* **TASK**
Extract every line starting at the line that contains "Question. Indicate each instance of the red t-shirt" and ending with the final line of the data, inclusive; give only those lines, word for word.

--- start MATERIAL FOR THIS TASK ---

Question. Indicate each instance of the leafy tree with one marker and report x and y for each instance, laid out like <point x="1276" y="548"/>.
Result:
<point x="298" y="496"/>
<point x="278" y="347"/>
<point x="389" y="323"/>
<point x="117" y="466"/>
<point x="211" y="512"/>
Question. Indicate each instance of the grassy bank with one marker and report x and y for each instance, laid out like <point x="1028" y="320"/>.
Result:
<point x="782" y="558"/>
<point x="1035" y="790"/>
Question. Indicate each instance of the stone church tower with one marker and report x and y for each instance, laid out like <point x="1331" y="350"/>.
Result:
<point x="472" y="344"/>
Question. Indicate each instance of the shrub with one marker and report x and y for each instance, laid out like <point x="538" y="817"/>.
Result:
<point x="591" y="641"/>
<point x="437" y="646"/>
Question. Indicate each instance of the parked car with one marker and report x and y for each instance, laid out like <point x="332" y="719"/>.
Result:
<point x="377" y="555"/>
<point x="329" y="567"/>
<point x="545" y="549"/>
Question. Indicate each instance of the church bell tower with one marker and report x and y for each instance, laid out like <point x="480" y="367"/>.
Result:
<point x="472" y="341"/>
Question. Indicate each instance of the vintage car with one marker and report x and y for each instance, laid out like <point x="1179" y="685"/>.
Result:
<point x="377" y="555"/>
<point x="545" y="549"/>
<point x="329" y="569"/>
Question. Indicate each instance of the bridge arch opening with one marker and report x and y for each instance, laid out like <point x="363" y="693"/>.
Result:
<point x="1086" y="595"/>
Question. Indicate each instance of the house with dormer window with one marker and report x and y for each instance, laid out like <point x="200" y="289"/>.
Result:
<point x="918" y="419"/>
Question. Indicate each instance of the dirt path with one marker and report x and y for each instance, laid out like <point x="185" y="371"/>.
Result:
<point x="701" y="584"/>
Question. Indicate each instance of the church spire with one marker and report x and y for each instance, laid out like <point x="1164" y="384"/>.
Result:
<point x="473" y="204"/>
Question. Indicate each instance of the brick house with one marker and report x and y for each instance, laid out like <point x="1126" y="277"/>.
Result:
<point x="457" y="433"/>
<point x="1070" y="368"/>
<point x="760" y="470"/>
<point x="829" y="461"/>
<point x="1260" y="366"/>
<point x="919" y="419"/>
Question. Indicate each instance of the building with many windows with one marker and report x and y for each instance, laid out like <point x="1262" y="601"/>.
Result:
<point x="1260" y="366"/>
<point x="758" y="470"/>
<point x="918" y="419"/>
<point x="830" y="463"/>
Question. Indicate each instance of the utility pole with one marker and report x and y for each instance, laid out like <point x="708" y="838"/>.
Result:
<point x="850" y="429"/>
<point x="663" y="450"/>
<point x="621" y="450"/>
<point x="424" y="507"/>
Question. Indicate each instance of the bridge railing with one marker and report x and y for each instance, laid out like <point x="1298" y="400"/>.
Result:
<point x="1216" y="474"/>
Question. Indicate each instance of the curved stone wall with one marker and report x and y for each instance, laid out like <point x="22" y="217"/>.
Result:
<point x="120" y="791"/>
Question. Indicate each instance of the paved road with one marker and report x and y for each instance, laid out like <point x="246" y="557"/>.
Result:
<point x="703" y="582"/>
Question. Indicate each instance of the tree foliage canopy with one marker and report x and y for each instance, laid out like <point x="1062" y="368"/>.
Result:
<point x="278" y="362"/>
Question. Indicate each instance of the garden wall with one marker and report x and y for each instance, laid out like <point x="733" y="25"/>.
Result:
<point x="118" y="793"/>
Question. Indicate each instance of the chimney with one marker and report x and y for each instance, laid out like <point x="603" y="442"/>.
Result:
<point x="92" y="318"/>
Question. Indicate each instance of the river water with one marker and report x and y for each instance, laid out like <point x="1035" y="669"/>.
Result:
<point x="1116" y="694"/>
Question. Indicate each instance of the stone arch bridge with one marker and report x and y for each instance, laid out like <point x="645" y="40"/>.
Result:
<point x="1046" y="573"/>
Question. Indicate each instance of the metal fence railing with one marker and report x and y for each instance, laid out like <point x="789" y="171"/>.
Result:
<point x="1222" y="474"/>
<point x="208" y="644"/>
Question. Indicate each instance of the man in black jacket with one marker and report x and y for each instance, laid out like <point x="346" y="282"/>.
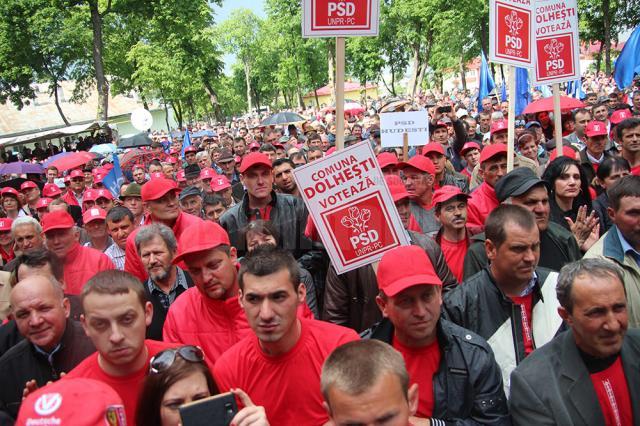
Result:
<point x="511" y="303"/>
<point x="53" y="343"/>
<point x="458" y="378"/>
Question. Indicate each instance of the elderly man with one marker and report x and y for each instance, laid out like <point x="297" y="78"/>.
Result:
<point x="410" y="300"/>
<point x="119" y="221"/>
<point x="156" y="246"/>
<point x="286" y="353"/>
<point x="371" y="371"/>
<point x="511" y="303"/>
<point x="80" y="263"/>
<point x="622" y="242"/>
<point x="209" y="314"/>
<point x="286" y="212"/>
<point x="159" y="197"/>
<point x="589" y="374"/>
<point x="53" y="343"/>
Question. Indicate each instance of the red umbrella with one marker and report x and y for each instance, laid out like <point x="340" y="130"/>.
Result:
<point x="73" y="160"/>
<point x="546" y="104"/>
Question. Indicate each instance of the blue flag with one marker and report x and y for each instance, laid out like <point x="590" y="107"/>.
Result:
<point x="574" y="89"/>
<point x="628" y="63"/>
<point x="523" y="94"/>
<point x="486" y="82"/>
<point x="186" y="141"/>
<point x="114" y="179"/>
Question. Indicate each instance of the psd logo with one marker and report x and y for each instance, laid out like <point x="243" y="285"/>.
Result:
<point x="555" y="56"/>
<point x="360" y="229"/>
<point x="513" y="29"/>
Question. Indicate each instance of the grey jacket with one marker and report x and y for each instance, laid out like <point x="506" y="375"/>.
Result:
<point x="553" y="387"/>
<point x="467" y="388"/>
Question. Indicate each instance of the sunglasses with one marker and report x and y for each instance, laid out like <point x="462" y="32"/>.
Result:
<point x="165" y="359"/>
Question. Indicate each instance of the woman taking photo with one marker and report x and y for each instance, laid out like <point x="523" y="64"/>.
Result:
<point x="570" y="200"/>
<point x="179" y="376"/>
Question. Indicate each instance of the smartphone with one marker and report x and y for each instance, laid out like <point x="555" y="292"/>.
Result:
<point x="216" y="410"/>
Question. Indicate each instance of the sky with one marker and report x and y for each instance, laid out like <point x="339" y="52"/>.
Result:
<point x="222" y="13"/>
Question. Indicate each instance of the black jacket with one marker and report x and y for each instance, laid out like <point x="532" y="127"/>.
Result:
<point x="288" y="215"/>
<point x="350" y="298"/>
<point x="23" y="363"/>
<point x="479" y="305"/>
<point x="467" y="388"/>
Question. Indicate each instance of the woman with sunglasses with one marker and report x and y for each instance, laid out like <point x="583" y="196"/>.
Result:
<point x="179" y="376"/>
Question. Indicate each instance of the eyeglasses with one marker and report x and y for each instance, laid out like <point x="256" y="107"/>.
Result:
<point x="166" y="358"/>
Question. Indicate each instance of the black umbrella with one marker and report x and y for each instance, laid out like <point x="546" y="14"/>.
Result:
<point x="141" y="139"/>
<point x="283" y="118"/>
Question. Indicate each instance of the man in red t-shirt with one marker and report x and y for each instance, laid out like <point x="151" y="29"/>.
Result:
<point x="588" y="375"/>
<point x="279" y="366"/>
<point x="116" y="316"/>
<point x="207" y="315"/>
<point x="453" y="236"/>
<point x="366" y="382"/>
<point x="455" y="370"/>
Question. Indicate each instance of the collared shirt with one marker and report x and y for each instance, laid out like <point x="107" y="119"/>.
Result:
<point x="626" y="247"/>
<point x="48" y="355"/>
<point x="168" y="298"/>
<point x="117" y="255"/>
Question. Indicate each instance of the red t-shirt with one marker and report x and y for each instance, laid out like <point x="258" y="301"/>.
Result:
<point x="613" y="395"/>
<point x="526" y="307"/>
<point x="288" y="385"/>
<point x="422" y="365"/>
<point x="454" y="253"/>
<point x="128" y="387"/>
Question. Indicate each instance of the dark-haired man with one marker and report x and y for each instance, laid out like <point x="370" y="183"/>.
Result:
<point x="286" y="353"/>
<point x="512" y="302"/>
<point x="589" y="374"/>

--- end MATERIAL FOR THIS TASK ---

* **THE OUTPUT**
Question. Indicate each instance of the red t-shirt with one marker and report x and y for each instance, laid out like <point x="258" y="301"/>.
Result:
<point x="613" y="395"/>
<point x="526" y="307"/>
<point x="288" y="385"/>
<point x="422" y="365"/>
<point x="454" y="253"/>
<point x="128" y="387"/>
Question. Indicate each instance of the dark-haired man with one marker and report x and y for each instance, laid out like <point x="370" y="183"/>.
Result:
<point x="286" y="353"/>
<point x="512" y="302"/>
<point x="589" y="374"/>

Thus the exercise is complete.